Where an entry holds an image, leave the image out; otherwise reproduce the entry exactly.

#### TASK INPUTS

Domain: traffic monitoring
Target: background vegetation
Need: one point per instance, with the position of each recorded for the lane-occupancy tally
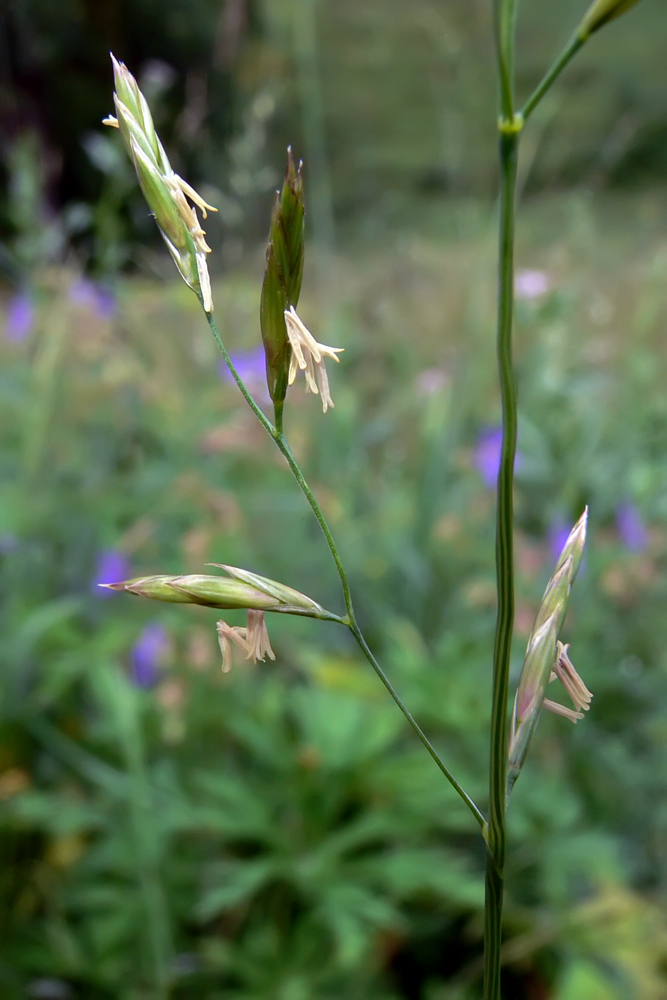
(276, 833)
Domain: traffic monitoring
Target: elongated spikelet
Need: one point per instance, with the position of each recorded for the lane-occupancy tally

########

• [WRITTEN ANSWER]
Domain: traffic monitoring
Target: background vegetation
Need: one point per instance, with the position of each recorded for the lane-occupancy tally
(276, 833)
Domain: traffic monitoring
Target: elongated spikelet
Need: one point per instance, with the position of each recorded for the lane-occupancy tally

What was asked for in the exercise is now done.